### Sección de texto
★ ★ ★ ★ ★ ★ ★

Ante esa perspectiva, el nacimiento del amor desencadena una pasión oxidada y, a la vez, el miedo al rechazo, a recaer en esa soledad perpetua; el temor a que la otra persona huela que es un alma perdida. El romance otoñal de Millie acaba transfigurándose en un sueño cuyos contornos borrosos parecen presagiar la pesadilla que duerme en su interior. El amor de Burt (Cliff Robertson), cándido y repleto de buenos sentimientos, es dinamitado por Aldrich al redibujarlo a partir de los miedos de Millie. Así, la diferencia de edad es una barrera para el deseo sexual; la turbulenta relación entre Burt y su padre, una evocación terrible de la dependencia de Millie con su núcleo familiar; y lo que inicialmente es presentado como a true love story se transforma en un relato de odio, agresiones y adulterio en el que una mujer todo corazón debe decidir si prefiere sacrificar su vida para perpetuar su amor junto a un marido demente o, en cambio, extinguir el único momento de felicidad —efímera— radicado en la neurosis de Burt.
En el cine de Robert Aldrich el rencor produce monstruos. En La leyenda de Lylah Clare (The Legend of Lylah Clare, 1968), Lewis Zarken (Peter Finch) prefiere mantener su hostilidad contra el mundo antes que reconocerse como la víctima de la muerte de Lylah; antes de atender al reflejo monstruoso que le devuelven sus mezquinas acciones. Es su característica: no vale la pena asumir las culpas cuando el mundo es una mezcla de podredumbre, miseria y sentimientos artificiales que devastan cualquier signo de bondad. Por ello, mejor convertirte en un indeseable o vivir como un recluso que evita el contacto con una realidad deforme.

★ ★ ★ ★ ★ ★ ★

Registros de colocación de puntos
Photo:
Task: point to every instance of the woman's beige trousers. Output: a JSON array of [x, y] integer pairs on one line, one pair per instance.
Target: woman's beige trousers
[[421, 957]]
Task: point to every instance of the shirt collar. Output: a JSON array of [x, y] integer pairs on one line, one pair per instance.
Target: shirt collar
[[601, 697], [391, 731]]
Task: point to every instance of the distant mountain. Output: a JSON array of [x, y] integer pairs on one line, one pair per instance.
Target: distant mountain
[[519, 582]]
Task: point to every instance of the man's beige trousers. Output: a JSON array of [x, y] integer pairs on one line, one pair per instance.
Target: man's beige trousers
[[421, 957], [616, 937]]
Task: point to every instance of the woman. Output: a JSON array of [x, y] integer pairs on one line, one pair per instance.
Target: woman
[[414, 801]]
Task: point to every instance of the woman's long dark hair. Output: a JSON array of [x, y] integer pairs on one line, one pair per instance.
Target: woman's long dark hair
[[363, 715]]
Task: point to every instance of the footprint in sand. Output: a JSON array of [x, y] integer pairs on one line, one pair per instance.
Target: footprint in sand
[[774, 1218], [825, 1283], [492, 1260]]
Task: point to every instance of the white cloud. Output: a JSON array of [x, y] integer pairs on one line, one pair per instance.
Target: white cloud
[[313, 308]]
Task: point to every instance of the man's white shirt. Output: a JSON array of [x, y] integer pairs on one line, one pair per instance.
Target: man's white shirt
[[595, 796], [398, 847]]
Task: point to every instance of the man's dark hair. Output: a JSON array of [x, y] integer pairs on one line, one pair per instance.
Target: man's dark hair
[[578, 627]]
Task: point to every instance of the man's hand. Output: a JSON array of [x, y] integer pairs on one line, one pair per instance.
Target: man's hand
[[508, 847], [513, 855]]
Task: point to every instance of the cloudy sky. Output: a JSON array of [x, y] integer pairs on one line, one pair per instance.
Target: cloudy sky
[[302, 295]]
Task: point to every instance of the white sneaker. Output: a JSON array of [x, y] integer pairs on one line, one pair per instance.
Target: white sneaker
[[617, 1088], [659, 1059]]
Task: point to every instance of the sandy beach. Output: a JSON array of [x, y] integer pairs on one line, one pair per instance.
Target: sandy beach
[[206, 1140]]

★ ★ ★ ★ ★ ★ ★

### Tareas del ejercicio
A. ¿Qué actor interpreta a Burt, según el texto sobre el cine de Robert Aldrich?
B. Según el texto sobre el cine de Robert Aldrich, ¿por qué resulta mejor convertirse en un indeseable o vivir como un recluso?
C. Prolonga, por favor, el texto sobre el cine de Robert Aldrich a partir de su última oración.
El material procede de otra fuente.

### Respuestas esperadas
A. Cliff Robertson.

B. No vale la pena asumir las culpas cuando el mundo es una mezcla de podredumbre, miseria y sentimientos artificiales que devastan cualquier signo de bondad. Por ello, es mejor evitar el contacto con una realidad deforme.

C.
Hojas de otoño es un drama íntimo entre dos náufragos que se encuentran en medio de una pesadilla, cuya única preocupación es temer que al despertar a la vida su amor deje de significar lo mismo, porque ha nacido en la peor de las circunstancias posibles. En este sentido, su final —inscrito en la tradición de grandes finales del cine de Aldrich— lo deja claro: el amor sólo puede existir en una realidad especial, en la fuga de una sociedad parasitaria y constrictiva. El beso final en el jardín del manicomio es la expresión del deseo de un par de locos por escapar de un entorno, tan real como pesadillesco, en el que su amor nunca podrá suceder. Ni siquiera ellos.